Records from a point-labeling set
+++++
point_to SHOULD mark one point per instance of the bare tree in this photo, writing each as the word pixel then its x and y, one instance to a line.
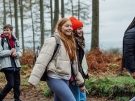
pixel 33 30
pixel 10 8
pixel 42 21
pixel 21 15
pixel 72 7
pixel 62 9
pixel 95 24
pixel 79 9
pixel 51 8
pixel 56 14
pixel 16 18
pixel 4 18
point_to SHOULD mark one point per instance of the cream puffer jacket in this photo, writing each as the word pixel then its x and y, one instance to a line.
pixel 60 65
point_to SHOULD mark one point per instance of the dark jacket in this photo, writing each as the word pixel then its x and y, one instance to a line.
pixel 129 47
pixel 6 62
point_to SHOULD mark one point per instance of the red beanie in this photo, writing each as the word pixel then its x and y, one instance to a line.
pixel 75 23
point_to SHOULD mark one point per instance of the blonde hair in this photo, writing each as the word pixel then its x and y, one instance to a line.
pixel 68 41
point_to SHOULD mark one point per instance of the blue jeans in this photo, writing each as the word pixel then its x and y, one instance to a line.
pixel 79 96
pixel 61 89
pixel 13 81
+++++
REQUIRED WORK:
Retype the data from its first line up to and including the line with "pixel 68 41", leaving out the pictures.

EXERCISE ANSWER:
point_to SHOULD mark one point per instance of the bare tree in this photo, writing each as the word pixel then its x and y, one instance to a line.
pixel 33 30
pixel 10 8
pixel 42 21
pixel 21 15
pixel 72 7
pixel 62 9
pixel 95 24
pixel 79 9
pixel 51 8
pixel 56 14
pixel 16 18
pixel 4 18
point_to SHOULD mark one point per instance of the cream puffer jacket in this photo, writing each as the word pixel then its x and y, one instance to a line.
pixel 60 65
point_to SHOULD mark one point per instance of the dark jacket in this photo, writing each as the word pixel then its x and y, one instance to a line.
pixel 129 47
pixel 6 62
point_to SHOULD mark one point per instance of the red beanie in this photo, writing each as the word pixel then its x and y, one instance to a line.
pixel 75 23
point_to SHOULD mark one point per instance of the blonde hair in this photo, writing each as the word pixel then its x and y, one instance to a line.
pixel 68 41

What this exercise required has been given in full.